» Supplied records:
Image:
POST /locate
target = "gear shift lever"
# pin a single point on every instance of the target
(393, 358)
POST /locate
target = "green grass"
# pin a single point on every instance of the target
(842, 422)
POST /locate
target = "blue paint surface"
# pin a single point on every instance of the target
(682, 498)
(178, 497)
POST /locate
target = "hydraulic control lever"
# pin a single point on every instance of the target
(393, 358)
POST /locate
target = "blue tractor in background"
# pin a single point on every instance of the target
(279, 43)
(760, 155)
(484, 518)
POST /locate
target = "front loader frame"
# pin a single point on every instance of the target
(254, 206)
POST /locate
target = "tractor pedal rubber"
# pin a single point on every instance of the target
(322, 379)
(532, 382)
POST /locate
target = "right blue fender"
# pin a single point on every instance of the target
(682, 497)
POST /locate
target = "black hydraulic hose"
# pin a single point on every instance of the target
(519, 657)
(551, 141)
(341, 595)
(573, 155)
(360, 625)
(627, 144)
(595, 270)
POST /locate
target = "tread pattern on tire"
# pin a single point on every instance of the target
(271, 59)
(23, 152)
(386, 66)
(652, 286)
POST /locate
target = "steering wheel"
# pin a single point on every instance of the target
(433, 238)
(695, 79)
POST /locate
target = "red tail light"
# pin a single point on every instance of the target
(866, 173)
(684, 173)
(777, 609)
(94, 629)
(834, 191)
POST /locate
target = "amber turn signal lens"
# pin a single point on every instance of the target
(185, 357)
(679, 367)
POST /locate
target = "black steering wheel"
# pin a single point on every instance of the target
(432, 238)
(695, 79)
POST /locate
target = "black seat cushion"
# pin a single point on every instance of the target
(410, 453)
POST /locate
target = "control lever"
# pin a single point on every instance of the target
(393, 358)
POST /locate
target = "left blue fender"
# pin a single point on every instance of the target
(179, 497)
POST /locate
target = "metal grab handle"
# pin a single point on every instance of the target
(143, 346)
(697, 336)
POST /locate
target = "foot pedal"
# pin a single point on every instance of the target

» What this task involves: All of the records above must be reproduced exactly.

» Answer to this task:
Image:
POST /locate
target = "gear shift lever"
# pin a single point on every instance of the target
(393, 358)
POST /locate
target = "green grass"
# pin a single point on every instance of the target
(842, 422)
POST /locate
target = "blue paint surface"
# pin a single point on every instance of the target
(682, 498)
(178, 497)
POST /locate
target = "hydraulic control lever"
# pin a single point on every instance of the target
(393, 358)
POST /locate
target = "blue tractor in background"
# pin a single point on every instance of the target
(279, 43)
(760, 155)
(484, 518)
POST /locate
target = "front loader frame"
# pin a single point on every instance of the target
(254, 206)
POST /locate
target = "tractor pedal rubber"
# pin a single point on every instance of the target
(322, 379)
(532, 382)
POST /locate
target = "right blue fender"
# pin a single point on every instance of the target
(682, 497)
POST /locate
target = "black hydraulic hose"
# pin a single point on every instance of the target
(519, 657)
(551, 141)
(341, 595)
(573, 155)
(360, 625)
(627, 144)
(595, 270)
POST /locate
target = "tread pattern on tire"
# pin a single point on every instance of the target
(271, 59)
(23, 152)
(386, 66)
(652, 286)
POST /locate
target = "steering wheel"
# pin a single point on every instance of the target
(433, 238)
(695, 79)
POST /locate
target = "red tail light"
# pin a single point on every instance of the target
(866, 173)
(684, 173)
(777, 609)
(94, 629)
(834, 191)
POST /locate
target = "amber turn signal lens"
# pin a single point on every instance of the target
(185, 357)
(679, 367)
POST /locate
target = "black steering wheel"
# pin a single point on every instance of the target
(432, 238)
(695, 79)
POST /locate
target = "black seat cushion"
# pin a single point on every instance of the target
(410, 453)
POST /locate
target = "control lever"
# pin a single point on every instance of the target
(393, 358)
POST /locate
target = "left blue fender"
# pin a single point on every instance of the target
(179, 497)
POST /locate
target = "metal grab handle"
# pin a single point on every instance of the target
(143, 346)
(697, 336)
POST /locate
target = "foot pedal"
# pin a single point on every instance of the target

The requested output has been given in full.